>> start GIVEN RECORDS

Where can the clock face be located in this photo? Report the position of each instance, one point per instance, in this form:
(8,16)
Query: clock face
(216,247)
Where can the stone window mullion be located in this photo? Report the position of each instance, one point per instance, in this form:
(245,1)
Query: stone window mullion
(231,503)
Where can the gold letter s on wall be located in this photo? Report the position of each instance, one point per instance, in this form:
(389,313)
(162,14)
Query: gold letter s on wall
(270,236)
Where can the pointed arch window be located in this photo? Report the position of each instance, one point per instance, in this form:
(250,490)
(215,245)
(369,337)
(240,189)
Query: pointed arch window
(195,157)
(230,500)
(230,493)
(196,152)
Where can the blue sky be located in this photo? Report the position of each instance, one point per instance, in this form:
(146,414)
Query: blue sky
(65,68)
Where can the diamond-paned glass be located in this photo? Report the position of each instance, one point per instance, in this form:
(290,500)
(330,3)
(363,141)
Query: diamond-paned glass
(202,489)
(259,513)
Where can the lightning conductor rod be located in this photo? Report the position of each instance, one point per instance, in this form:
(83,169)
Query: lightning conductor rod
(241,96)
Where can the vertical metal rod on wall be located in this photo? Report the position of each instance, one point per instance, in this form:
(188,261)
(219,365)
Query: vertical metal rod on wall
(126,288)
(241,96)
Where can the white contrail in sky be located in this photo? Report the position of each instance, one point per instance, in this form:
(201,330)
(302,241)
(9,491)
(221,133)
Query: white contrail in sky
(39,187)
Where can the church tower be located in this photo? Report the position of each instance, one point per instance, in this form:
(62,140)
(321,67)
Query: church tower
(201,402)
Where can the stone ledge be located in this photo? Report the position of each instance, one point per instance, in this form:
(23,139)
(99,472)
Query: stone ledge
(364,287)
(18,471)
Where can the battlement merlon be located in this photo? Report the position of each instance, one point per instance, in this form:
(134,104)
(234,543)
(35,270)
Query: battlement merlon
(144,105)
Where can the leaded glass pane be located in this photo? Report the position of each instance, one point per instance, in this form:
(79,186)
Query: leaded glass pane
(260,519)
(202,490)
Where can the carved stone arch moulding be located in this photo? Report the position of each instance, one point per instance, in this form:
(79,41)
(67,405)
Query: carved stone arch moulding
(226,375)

>> end GIVEN RECORDS

▸ THE PROBLEM
Take the entries above and copy them out exactly.

▸ TASK ANSWER
Where can the clock face be located in this photo? Report the position of each instance, one point per instance, in this form:
(8,16)
Query: clock face
(216,247)
Where can the stone window mullion be located in this photo? Report the position of each instance, one point per instance, in this form:
(245,1)
Query: stone window mullion
(231,503)
Where can the gold letter s on wall be located in this photo? Report the position of each instance, one point per instance, in this form:
(389,313)
(162,14)
Query: gold letter s on wall
(270,236)
Where can the pointed arch window be located in this photo? Report the position of each instance, one point per instance, in this form:
(250,490)
(215,245)
(369,337)
(240,189)
Query: pointed arch window
(195,157)
(230,500)
(230,493)
(196,152)
Where can the blue sky be located in this photo? Report the position of each instance, one point per instance, in this form:
(146,414)
Query: blue sky
(65,68)
Where can the diamond-paned glass be located in this photo? Report the position of each instance, one point per instance, in this form:
(290,500)
(330,3)
(363,141)
Query: diamond-paned glass
(202,489)
(259,513)
Where can the lightning conductor rod be located in this photo? Report the position of each instance, one point per instance, in this form:
(83,169)
Query: lightning conductor rod
(241,96)
Where can the vertical metal rod on wall be located in this photo? Report the position of each instance, one point per instance, in this form:
(188,261)
(219,365)
Query: vertical metal rod on wall
(126,288)
(241,96)
Where can the white contrail in sky be located in this photo? Report the position of each instance, one point per instance, in this form:
(201,330)
(302,241)
(9,491)
(221,133)
Query: white contrail in sky
(39,187)
Where can the church tower be located in this photo? Report the position of each instance, one point per instance, in this form:
(62,140)
(321,67)
Query: church tower
(201,402)
Where can the stone ledge be located in this photo? Report the position of each instance, one point per instance, in this form:
(23,139)
(99,472)
Query: stone ledge
(364,287)
(18,471)
Where can the battlement merlon be located in this photo? Report the position of each instance, one point per instance, in this form:
(134,104)
(234,543)
(35,270)
Query: battlement merlon
(144,105)
Where can the leaded glass pane be located in this photo? Report the position of each instance, one point per instance, in this form:
(79,186)
Query: leaded glass pane
(260,519)
(202,490)
Where can the carved stone arch moulding be located in this photo? Report the position of each instance, one point per instance, in this form:
(79,41)
(67,405)
Query: carved stone arch moulding
(226,375)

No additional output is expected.